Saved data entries
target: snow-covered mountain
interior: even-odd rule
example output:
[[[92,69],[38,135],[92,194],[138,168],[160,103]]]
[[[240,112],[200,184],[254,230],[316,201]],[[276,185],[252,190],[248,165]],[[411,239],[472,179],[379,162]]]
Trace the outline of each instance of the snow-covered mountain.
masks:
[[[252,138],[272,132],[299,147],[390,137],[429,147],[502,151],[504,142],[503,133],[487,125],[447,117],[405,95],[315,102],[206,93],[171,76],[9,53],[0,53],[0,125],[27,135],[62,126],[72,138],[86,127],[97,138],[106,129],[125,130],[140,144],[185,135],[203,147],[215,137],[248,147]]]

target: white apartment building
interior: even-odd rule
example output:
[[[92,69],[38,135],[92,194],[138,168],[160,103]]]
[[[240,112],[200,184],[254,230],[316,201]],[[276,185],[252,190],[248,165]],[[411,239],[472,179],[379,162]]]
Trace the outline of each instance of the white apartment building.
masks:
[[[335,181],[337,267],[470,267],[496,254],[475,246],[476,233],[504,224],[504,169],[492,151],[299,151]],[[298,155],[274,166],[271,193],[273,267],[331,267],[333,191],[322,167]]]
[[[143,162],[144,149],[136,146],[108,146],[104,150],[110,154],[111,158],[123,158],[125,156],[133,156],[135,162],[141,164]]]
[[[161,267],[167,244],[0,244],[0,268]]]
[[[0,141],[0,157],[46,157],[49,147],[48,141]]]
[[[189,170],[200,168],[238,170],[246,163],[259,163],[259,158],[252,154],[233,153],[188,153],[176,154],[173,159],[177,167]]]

**Task directions**
Return all lines from the data above with "mountain" in them.

**Output for this task**
target: snow-covered mountain
Trace the outline of each instance of the snow-covered mountain.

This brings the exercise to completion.